# Your instructions:
On the basis of the records below, report how many lines contain the word "produce". Nothing else should be given.

# Referring expression grounding data:
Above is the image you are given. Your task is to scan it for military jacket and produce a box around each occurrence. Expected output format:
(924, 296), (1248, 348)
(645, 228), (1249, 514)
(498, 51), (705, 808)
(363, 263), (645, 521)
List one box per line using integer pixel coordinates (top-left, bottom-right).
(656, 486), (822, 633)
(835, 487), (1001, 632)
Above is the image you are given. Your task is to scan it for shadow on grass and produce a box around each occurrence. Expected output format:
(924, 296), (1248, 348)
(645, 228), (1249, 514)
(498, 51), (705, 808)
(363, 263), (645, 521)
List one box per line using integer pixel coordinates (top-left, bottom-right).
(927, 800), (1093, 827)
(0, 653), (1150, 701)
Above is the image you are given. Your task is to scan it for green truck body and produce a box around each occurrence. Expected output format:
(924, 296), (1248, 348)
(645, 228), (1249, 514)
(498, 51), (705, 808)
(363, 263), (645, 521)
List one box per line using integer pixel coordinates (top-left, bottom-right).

# Output for this exercise:
3